Your goal =>
Repeat exactly each line of the data provided below.
*** Begin section ***
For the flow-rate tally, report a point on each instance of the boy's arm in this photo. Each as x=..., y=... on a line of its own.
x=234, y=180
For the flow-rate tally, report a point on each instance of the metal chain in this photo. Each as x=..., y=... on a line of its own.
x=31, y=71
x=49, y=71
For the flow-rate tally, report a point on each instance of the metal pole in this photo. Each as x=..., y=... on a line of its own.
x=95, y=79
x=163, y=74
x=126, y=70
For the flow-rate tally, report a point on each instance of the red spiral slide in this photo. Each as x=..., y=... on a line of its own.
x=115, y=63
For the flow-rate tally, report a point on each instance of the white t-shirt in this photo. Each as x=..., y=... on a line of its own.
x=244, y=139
*** End section ***
Answer space =>
For the flow-rate tally, report a point on each instance of the boy's arm in this photo. Each as x=..., y=... on a line of its own.
x=234, y=180
For the flow-rate tally, report a point on each instance of the metal chain in this photo. Each as x=..., y=... on a line of its own.
x=31, y=71
x=49, y=71
For the flow-rate tally, report a point on each instance of the metal pole in this photo. Each as x=..., y=... on a line of its own.
x=95, y=79
x=163, y=74
x=126, y=70
For the flow-rate tally, report a point on each instance of the red spiral slide in this photo. Each as x=..., y=... on a line of its own.
x=115, y=63
For the flow-rate tally, report a point on each instance of the white t-shirt in this photo. Each as x=..., y=... on a line of its own.
x=244, y=139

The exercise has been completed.